* _DO THIS_
Rewrite the rows from the one containing "Provide one point per instance of the fingernail" through the one containing "[(75, 188), (291, 236), (75, 200)]", changing "shoulder" to "elbow" and leaving everything else the same.

### DATA SHOWN ###

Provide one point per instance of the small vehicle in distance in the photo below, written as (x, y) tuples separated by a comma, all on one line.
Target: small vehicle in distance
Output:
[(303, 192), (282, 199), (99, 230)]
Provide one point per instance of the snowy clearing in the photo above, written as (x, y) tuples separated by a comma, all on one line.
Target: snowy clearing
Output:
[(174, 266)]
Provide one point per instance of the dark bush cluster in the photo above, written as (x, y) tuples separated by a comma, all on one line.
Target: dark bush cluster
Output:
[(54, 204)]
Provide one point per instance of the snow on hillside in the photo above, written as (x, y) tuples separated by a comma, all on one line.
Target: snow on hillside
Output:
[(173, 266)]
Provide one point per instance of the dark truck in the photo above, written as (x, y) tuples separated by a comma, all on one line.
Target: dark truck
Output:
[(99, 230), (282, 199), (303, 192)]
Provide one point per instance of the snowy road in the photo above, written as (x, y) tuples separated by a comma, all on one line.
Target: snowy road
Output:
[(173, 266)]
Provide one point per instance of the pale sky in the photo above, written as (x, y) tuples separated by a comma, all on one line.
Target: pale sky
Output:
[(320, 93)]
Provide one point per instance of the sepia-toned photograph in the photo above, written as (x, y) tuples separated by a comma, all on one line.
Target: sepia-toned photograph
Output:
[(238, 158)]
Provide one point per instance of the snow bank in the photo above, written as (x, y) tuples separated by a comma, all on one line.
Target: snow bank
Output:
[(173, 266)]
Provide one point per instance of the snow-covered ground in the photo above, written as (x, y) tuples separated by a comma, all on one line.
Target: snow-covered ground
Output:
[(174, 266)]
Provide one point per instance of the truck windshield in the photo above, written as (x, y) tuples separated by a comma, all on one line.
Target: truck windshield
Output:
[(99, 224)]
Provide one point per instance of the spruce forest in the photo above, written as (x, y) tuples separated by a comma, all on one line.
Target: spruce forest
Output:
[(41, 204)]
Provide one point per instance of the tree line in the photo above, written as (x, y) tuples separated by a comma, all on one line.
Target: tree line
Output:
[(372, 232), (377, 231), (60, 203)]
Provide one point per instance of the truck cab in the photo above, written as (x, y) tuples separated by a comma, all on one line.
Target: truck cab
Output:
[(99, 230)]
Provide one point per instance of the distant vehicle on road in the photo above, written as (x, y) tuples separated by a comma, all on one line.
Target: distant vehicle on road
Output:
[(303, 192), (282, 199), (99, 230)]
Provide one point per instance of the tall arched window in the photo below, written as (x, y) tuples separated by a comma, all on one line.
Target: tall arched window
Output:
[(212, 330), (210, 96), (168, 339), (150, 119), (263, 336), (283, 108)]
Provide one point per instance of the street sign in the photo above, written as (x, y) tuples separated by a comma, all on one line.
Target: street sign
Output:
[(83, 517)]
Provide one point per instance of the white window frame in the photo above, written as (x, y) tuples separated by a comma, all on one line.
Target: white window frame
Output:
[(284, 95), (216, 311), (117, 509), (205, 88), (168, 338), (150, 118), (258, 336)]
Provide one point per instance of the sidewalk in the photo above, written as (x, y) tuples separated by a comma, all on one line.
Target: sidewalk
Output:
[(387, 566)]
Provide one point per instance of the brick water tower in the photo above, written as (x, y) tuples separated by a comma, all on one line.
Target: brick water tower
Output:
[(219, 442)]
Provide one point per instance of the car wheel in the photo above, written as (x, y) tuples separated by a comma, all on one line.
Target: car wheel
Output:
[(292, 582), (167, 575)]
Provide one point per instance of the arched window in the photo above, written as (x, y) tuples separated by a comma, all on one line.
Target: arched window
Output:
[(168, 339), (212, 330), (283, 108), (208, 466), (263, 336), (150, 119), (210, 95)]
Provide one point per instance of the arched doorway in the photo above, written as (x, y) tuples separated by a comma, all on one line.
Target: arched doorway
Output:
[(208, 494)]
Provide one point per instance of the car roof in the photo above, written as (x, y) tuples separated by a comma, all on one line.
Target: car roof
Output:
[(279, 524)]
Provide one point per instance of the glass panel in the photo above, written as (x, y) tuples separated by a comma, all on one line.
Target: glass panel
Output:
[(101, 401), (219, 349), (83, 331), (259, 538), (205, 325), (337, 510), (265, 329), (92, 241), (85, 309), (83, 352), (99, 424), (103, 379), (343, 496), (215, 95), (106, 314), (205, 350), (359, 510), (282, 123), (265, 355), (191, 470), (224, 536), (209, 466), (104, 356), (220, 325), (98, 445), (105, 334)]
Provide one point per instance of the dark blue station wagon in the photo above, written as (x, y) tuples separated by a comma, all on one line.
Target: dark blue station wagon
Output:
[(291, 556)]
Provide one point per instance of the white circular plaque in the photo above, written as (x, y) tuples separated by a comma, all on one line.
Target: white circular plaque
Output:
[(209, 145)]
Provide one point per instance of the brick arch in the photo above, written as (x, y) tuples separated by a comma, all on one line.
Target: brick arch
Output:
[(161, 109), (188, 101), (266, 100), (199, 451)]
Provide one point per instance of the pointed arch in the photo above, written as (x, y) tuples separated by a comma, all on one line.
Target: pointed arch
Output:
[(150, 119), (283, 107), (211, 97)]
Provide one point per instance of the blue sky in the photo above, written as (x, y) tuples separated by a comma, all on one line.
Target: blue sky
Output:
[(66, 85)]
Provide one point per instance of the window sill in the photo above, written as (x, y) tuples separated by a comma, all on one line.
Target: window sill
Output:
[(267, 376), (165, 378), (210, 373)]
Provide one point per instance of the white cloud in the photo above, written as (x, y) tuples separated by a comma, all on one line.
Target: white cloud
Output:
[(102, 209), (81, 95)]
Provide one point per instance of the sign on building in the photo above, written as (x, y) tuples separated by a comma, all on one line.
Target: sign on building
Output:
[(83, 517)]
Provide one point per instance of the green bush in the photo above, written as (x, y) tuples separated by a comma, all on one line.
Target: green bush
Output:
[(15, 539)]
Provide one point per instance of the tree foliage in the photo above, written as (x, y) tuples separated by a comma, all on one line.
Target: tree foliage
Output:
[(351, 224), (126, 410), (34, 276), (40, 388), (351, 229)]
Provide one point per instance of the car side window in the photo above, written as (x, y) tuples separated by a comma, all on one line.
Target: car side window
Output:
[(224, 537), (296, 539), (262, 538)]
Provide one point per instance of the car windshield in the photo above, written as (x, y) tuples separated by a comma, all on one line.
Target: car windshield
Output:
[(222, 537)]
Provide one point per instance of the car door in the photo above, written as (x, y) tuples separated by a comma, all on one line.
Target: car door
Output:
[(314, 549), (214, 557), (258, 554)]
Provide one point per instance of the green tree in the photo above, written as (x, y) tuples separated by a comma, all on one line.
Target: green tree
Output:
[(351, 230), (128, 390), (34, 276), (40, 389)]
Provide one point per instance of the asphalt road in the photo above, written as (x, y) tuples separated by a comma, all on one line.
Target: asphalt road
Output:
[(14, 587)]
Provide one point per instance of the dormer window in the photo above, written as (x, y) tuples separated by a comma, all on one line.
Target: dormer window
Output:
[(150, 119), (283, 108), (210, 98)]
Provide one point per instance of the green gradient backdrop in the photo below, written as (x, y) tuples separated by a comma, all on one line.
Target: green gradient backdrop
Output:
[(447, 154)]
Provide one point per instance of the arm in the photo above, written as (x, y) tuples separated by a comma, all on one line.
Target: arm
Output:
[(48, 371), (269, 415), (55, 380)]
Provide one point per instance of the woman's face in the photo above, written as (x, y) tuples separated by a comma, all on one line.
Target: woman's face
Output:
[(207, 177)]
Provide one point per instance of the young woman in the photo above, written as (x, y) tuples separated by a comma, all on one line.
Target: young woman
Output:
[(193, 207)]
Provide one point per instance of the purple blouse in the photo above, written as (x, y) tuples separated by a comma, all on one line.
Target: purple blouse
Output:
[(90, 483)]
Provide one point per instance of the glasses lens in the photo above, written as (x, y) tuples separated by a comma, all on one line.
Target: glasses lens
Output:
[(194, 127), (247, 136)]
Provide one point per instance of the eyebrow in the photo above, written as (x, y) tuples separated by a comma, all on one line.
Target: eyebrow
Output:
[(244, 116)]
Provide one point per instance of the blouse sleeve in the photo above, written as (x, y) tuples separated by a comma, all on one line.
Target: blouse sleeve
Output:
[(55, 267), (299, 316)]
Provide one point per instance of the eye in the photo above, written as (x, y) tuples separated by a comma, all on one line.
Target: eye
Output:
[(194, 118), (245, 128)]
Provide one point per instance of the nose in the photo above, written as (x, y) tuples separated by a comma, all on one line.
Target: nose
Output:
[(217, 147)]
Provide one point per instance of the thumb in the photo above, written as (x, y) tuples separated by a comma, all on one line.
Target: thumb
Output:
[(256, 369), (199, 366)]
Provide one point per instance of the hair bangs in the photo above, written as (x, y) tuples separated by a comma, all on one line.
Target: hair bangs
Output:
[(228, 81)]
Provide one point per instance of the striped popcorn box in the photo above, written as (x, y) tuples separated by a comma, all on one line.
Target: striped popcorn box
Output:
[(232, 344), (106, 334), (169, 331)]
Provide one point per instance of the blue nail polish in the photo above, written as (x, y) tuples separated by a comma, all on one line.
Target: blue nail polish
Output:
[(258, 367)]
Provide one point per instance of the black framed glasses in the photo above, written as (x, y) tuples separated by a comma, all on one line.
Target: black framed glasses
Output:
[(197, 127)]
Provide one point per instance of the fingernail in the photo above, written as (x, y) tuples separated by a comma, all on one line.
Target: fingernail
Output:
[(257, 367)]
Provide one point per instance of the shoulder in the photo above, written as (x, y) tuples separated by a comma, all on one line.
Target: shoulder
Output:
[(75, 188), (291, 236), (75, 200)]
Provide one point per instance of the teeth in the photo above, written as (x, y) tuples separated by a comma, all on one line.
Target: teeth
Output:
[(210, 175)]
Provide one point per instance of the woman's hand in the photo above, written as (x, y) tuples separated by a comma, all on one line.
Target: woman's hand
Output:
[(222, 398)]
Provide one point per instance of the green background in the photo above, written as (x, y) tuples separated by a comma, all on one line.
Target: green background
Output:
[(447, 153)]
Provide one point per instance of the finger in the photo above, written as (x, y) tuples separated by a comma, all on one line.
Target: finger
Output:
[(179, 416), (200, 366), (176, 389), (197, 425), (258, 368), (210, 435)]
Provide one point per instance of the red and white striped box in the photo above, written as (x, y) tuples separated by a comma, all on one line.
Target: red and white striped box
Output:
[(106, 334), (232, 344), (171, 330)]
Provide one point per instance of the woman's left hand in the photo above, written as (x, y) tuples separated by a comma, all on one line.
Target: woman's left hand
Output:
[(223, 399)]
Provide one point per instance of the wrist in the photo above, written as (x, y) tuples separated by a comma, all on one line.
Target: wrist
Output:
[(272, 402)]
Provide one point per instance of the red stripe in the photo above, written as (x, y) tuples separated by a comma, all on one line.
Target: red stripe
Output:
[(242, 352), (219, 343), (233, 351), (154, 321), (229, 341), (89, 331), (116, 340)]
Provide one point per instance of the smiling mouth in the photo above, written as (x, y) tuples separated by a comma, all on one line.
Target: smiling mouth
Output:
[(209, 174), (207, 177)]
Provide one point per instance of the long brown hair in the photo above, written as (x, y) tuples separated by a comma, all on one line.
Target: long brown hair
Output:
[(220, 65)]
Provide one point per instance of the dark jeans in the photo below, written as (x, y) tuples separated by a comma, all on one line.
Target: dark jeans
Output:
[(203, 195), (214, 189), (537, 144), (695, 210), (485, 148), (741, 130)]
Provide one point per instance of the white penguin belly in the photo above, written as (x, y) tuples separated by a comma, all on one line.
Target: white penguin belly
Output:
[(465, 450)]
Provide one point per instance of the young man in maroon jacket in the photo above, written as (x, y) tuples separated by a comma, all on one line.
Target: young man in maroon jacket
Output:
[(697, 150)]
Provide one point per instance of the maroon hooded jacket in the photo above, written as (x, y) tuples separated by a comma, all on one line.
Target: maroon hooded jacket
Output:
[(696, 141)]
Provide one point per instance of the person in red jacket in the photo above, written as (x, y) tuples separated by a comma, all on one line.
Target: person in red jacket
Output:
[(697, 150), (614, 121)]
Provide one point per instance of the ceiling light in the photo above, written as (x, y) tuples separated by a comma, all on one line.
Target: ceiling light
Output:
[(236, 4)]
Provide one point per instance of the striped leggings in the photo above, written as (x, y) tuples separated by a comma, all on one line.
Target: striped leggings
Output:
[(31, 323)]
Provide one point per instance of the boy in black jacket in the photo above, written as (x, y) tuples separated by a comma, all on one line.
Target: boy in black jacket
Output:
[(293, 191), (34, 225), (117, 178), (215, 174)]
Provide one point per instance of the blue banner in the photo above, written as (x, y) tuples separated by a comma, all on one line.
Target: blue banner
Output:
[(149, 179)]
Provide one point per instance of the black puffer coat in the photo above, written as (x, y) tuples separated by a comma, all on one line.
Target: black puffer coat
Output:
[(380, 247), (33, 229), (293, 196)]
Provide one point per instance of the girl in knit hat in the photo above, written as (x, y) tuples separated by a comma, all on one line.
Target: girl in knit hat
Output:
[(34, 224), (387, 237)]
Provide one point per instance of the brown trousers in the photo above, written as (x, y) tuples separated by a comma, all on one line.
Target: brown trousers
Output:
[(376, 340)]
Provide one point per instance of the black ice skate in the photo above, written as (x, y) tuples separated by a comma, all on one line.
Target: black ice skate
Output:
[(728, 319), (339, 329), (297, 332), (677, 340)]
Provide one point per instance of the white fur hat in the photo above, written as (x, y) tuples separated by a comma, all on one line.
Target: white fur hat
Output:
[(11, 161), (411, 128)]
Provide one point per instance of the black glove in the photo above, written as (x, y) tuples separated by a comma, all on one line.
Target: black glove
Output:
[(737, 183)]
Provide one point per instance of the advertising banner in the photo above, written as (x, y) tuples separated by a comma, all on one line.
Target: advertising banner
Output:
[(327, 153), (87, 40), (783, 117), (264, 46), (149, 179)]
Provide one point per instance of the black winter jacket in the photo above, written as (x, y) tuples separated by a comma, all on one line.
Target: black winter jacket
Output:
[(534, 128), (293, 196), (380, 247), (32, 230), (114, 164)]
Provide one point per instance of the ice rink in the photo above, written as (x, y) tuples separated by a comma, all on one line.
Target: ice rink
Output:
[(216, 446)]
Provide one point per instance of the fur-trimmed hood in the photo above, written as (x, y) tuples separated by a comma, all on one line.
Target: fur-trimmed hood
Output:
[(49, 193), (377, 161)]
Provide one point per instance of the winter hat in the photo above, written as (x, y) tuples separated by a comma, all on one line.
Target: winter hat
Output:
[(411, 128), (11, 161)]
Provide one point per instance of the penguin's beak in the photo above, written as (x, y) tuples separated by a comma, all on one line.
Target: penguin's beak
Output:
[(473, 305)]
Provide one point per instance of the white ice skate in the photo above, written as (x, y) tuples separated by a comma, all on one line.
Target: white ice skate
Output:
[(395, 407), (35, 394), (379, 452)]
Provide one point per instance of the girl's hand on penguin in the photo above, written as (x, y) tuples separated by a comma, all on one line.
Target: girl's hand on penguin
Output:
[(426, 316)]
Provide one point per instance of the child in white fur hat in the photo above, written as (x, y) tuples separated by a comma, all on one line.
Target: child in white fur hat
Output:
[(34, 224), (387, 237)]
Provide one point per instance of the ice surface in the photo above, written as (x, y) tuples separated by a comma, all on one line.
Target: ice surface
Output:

###

* _ANSWER TO THE PROBLEM_
Provide one point per instance of the fingernail in the photo above, written as (x, y) tuples separated by a comma, all on one line.
Target: fingernail
Output:
[(257, 367)]
Provide one point per instance of the elbow in the photo above, written as (x, y) tuples separated by a comma, all on one line.
Target: elbow
Output:
[(75, 188), (291, 236), (75, 200)]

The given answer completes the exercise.